◆ DATA TO EXAMINE
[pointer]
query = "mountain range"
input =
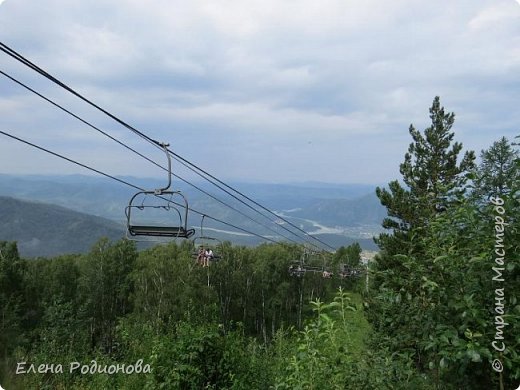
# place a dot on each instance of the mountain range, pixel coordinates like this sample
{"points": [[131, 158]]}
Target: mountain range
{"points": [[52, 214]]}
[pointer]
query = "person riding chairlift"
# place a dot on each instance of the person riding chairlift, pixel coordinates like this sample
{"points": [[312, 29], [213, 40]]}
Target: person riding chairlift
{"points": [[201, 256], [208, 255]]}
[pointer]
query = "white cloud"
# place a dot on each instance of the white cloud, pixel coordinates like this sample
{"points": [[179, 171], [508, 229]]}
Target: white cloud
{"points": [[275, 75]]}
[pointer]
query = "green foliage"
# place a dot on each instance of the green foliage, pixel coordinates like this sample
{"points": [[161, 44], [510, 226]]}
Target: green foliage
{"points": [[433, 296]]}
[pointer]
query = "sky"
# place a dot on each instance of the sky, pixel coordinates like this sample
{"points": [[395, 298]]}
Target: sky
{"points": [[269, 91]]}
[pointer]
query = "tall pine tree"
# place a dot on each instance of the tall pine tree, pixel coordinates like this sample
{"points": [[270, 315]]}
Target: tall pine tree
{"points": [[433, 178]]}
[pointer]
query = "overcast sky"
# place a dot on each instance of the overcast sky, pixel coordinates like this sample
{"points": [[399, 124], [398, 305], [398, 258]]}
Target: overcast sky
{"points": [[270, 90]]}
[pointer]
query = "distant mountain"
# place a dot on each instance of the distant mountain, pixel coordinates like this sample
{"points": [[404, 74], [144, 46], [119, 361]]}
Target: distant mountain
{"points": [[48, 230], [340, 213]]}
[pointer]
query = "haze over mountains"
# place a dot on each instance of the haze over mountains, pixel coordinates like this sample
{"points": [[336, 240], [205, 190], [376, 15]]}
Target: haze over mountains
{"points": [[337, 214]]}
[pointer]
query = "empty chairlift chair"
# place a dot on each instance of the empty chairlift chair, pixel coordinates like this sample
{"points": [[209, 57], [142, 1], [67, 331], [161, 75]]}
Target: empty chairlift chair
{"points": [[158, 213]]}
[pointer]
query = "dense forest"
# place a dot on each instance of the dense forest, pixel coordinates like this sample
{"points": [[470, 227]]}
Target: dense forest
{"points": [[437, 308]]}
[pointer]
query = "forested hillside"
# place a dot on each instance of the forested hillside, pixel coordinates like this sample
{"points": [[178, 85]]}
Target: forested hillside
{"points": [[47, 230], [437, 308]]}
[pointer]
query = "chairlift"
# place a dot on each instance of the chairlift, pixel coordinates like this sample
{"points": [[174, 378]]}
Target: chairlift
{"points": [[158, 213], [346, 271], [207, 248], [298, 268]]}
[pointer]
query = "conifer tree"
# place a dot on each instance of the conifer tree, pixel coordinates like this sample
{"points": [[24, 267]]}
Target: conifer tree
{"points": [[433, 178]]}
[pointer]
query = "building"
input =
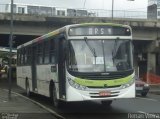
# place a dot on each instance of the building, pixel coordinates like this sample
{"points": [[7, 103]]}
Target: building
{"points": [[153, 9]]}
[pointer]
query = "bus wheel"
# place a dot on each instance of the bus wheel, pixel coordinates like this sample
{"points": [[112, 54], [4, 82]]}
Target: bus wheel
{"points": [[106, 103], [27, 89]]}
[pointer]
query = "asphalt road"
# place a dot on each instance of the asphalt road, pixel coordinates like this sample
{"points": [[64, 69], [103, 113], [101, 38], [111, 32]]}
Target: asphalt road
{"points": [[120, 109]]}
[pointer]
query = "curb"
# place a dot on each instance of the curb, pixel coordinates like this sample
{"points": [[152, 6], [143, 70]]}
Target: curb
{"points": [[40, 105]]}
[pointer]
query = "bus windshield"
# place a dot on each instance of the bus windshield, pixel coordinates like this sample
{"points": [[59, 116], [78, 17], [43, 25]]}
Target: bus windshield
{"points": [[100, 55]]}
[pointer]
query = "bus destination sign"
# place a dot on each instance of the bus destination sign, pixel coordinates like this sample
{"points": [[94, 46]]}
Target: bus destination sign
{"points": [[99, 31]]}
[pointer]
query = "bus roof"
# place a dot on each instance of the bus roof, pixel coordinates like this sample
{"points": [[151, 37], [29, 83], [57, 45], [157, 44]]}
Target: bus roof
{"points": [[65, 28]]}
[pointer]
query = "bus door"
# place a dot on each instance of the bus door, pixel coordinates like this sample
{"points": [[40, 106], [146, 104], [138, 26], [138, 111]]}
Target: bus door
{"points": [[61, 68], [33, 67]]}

◆ PROBLEM TO WORK ON
Exclude every picture, then reproduce the remaining data character for character.

◆ TASK SOLUTION
[pointer]
query = "mountain range"
input =
# place a dot on each instance of the mountain range, pixel coordinates like this sample
{"points": [[131, 158]]}
Target: mountain range
{"points": [[52, 214]]}
[pointer]
query = "person riding chairlift"
# place a dot on each instance of the person riding chairlift, pixel coordinates like this sample
{"points": [[312, 29], [213, 40]]}
Target: person riding chairlift
{"points": [[201, 256], [208, 255]]}
[pointer]
query = "white cloud"
# place a dot on each instance of the white cloud, pixel coordinates like this sample
{"points": [[179, 171], [508, 229]]}
Target: white cloud
{"points": [[275, 75]]}
[pointer]
query = "green foliage"
# place a dot on each instance of the green foliage, pixel coordinates like this sample
{"points": [[161, 44], [510, 226]]}
Target: green foliage
{"points": [[433, 296]]}
[pointer]
query = "sky"
# place a dot on each instance of the sky, pixel coordinates like this sample
{"points": [[395, 298]]}
Target: sky
{"points": [[269, 91]]}
[pointer]
query = "tall pine tree"
# place a dot on each instance of the tall pine tree, pixel coordinates like this sample
{"points": [[270, 315]]}
Target: tall pine tree
{"points": [[433, 178]]}
[pointer]
query = "overcast sky"
# place a dot on each instance of the overcast sky, pixel coordinates like this sample
{"points": [[399, 124], [398, 305], [398, 258]]}
Target: overcast sky
{"points": [[270, 90]]}
[pointer]
query = "distant mountain"
# place a dot on each instance of the distant mountain, pixel coordinates like this sample
{"points": [[404, 74], [144, 46], [119, 361]]}
Target: distant mountain
{"points": [[48, 230], [340, 213]]}
[pointer]
query = "haze over mountains"
# place a dot on each instance of the haze over mountains, pixel coordinates like this sample
{"points": [[336, 240], [205, 190], [376, 15]]}
Target: haze over mountains
{"points": [[337, 214]]}
[pointer]
query = "empty chairlift chair"
# place a dot on each instance of the empty chairlift chair, pixel coordinates like this sample
{"points": [[209, 57], [142, 1], [67, 331], [161, 75]]}
Target: empty chairlift chair
{"points": [[158, 213]]}
[pointer]
query = "dense forest"
# place a dot on each instance of the dense forest, pixel coordinates like this sample
{"points": [[470, 227]]}
Target: dense forest
{"points": [[437, 308]]}
[pointer]
query = "forested hillside"
# place a dot on each instance of the forested hillside, pixel coordinates like this sample
{"points": [[178, 85]]}
Target: forested hillside
{"points": [[47, 230], [437, 308]]}
[pointer]
query = "chairlift"
# place a dot on each instance of the chairlift, pixel coordinates like this sample
{"points": [[174, 378]]}
Target: chairlift
{"points": [[158, 213], [346, 271], [207, 248], [298, 268]]}
[pointer]
query = "conifer tree"
# place a dot on each instance of the conifer tree, pixel coordinates like this sample
{"points": [[24, 267]]}
Target: conifer tree
{"points": [[433, 178]]}
[pointer]
query = "building"
input =
# place a dot on each instance of the building, pixel coordinates like this sample
{"points": [[7, 103]]}
Target: building
{"points": [[153, 9]]}
[pointer]
query = "bus wheel"
# place a dot on each instance of the bus wheel, pixel coordinates like this sample
{"points": [[112, 54], [4, 82]]}
Target: bus wheel
{"points": [[106, 103], [27, 89]]}
[pointer]
query = "asphalt road"
# place a dot on each instance of the asphalt road, pixel coordinates like this sample
{"points": [[64, 69], [103, 113], [101, 38], [111, 32]]}
Target: asphalt road
{"points": [[120, 109]]}
[pointer]
query = "curb"
# place a dot on each instance of the curb, pixel coordinates like this sample
{"points": [[152, 6], [143, 70]]}
Target: curb
{"points": [[40, 105]]}
[pointer]
query = "bus windshield"
# place a dot on each instance of the bus windshield, pixel coordinates like this sample
{"points": [[59, 116], [78, 17], [43, 25]]}
Target: bus windshield
{"points": [[100, 55]]}
[pointer]
query = "bus destination sign"
# place a dot on each instance of the bus destination sign, pixel coordinates like this sample
{"points": [[94, 46]]}
Target: bus destination sign
{"points": [[99, 31]]}
[pointer]
query = "bus roof"
# place a dot on each instance of the bus roof, pixel coordinates like this sample
{"points": [[151, 37], [29, 83], [57, 45], [157, 44]]}
Target: bus roof
{"points": [[65, 28]]}
[pointer]
query = "bus door"
# place a dot on each instance of the bus door, pixel coordinates like this sample
{"points": [[40, 106], [146, 104], [138, 26], [138, 111]]}
Target: bus door
{"points": [[61, 68], [33, 67]]}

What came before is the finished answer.